Reproduce the entries in full, with no changes.

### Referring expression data
□ □ □ □

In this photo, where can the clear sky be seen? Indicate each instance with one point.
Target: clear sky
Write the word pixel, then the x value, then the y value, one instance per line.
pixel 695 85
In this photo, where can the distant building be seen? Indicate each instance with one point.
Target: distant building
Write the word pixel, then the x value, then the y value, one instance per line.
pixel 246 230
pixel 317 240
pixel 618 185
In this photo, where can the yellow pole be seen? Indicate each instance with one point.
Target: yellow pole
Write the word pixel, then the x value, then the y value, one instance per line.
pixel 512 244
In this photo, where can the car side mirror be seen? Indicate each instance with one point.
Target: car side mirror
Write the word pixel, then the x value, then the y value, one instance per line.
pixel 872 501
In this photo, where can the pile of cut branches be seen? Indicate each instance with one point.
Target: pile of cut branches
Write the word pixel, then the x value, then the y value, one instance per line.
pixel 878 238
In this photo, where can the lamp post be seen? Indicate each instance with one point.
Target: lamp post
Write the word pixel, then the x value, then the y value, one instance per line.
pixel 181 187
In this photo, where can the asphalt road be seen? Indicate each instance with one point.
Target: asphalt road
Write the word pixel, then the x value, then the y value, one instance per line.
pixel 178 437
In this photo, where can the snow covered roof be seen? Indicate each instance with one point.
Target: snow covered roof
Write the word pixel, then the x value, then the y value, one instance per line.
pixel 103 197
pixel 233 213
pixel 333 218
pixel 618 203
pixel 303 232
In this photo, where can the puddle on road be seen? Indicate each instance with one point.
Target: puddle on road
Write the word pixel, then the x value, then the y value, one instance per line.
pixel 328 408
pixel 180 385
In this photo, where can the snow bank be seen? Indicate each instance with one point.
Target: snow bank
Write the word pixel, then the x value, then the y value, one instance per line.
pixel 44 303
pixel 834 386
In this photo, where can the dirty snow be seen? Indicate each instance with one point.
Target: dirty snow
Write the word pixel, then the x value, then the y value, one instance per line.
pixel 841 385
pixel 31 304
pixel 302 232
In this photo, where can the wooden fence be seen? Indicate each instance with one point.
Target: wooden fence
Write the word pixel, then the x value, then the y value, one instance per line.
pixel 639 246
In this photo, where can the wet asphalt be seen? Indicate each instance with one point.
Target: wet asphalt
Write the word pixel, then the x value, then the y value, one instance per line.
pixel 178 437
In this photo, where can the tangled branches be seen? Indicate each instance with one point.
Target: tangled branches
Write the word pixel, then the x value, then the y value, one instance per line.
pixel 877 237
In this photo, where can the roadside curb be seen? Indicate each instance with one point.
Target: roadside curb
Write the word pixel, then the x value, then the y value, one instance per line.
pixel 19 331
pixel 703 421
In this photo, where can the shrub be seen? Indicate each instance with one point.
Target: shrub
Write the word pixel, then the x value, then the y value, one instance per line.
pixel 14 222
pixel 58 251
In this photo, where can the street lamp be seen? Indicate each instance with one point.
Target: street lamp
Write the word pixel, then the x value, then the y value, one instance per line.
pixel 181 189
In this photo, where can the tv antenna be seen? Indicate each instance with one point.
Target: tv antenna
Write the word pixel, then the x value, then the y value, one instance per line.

□ □ □ □

### WRITTEN SOLUTION
In this photo, where can the clear sky be seen? Indicate each instance with one point.
Target: clear sky
Write the word pixel, then the x value, then the y value, one instance per line.
pixel 695 85
In this photo, where can the distant building be seen? Indicate each instance with one point.
Target: distant building
Write the word pixel, then the x value, then the y value, one instance per line.
pixel 246 230
pixel 317 240
pixel 618 185
In this photo, where can the yellow pole be seen? Indicate each instance with one point.
Target: yellow pole
Write the word pixel, then the x value, then the y value, one instance per line.
pixel 512 244
In this photo, where can the car side mirror be seen? Indicate each instance with one point.
Target: car side mirror
Write the word pixel, then the x value, then the y value, one instance per line.
pixel 872 501
In this photo, where can the pile of cut branches be seen? Indicate each instance with one point.
Target: pile of cut branches
Write the word pixel, then the x value, then the y value, one instance per line.
pixel 878 238
In this photo, where can the lamp post be seen? Indicate each instance with one point.
Target: lamp post
Write the word pixel, then the x value, then the y value, one instance per line.
pixel 181 187
In this photo, where can the asphalt road be seen? Indicate each instance with one point.
Target: asphalt road
Write the word pixel, then the x value, then the y value, one instance per line.
pixel 178 437
In this photo, where can the snow covered roof be seen? Indicate each instance with one point.
Target: snow covered roof
Write the word pixel, then the x value, then the y value, one instance per line.
pixel 103 197
pixel 233 213
pixel 333 218
pixel 618 203
pixel 303 232
In this photo, where can the puddle on road be seen? Indicate each instance with one point.
Target: puddle on road
Write the word pixel, then the x value, then the y value, one instance per line.
pixel 328 408
pixel 180 385
In this photo, where can the snow bank be seen? Indicate each instance with one point.
Target: snow bank
Write the word pixel, then the x value, then the y value, one instance per line.
pixel 44 303
pixel 834 386
In this photo, where can the dirty snow be seen? Indicate each instance with one point.
Target: dirty snow
Write the word pixel, then the x value, then the y value, one instance per line.
pixel 841 385
pixel 31 304
pixel 302 232
In this photo, where can the wooden fence be seen? Indicate each instance with one point.
Target: wooden fence
Write the word pixel, then the x value, then the y value, one instance per line.
pixel 639 246
In this photo, where can the wet asphalt be seen? Indicate each instance with one point.
Target: wet asphalt
Write the word pixel, then the x value, then the y value, one instance per line.
pixel 178 437
In this photo, where can the tangled branches be seen? Indicate each instance with one point.
Target: tangled branches
Write the word pixel, then the x value, then the y value, one instance per line.
pixel 877 237
In this photo, where can the roadside curb be seen? Indicate each instance with one point.
Target: roadside curb
Write the word pixel, then the x value, then the y value, one instance per line.
pixel 19 331
pixel 703 421
In this photo, where can the shrub be seen? Indicate each instance with one point.
Target: shrub
Write the word pixel, then the x value, then the y value, one instance per line.
pixel 14 222
pixel 58 251
In this photo, where can the street lamp be seen? Indicate each instance with one point.
Target: street lamp
Write the word pixel, then the x value, then the y value, one instance per line.
pixel 181 189
In this photo, where can the tv antenna be seen? Indicate each instance with one point.
Target: tv antenna
Write the word pixel, then the x value, then the y value, one instance per line.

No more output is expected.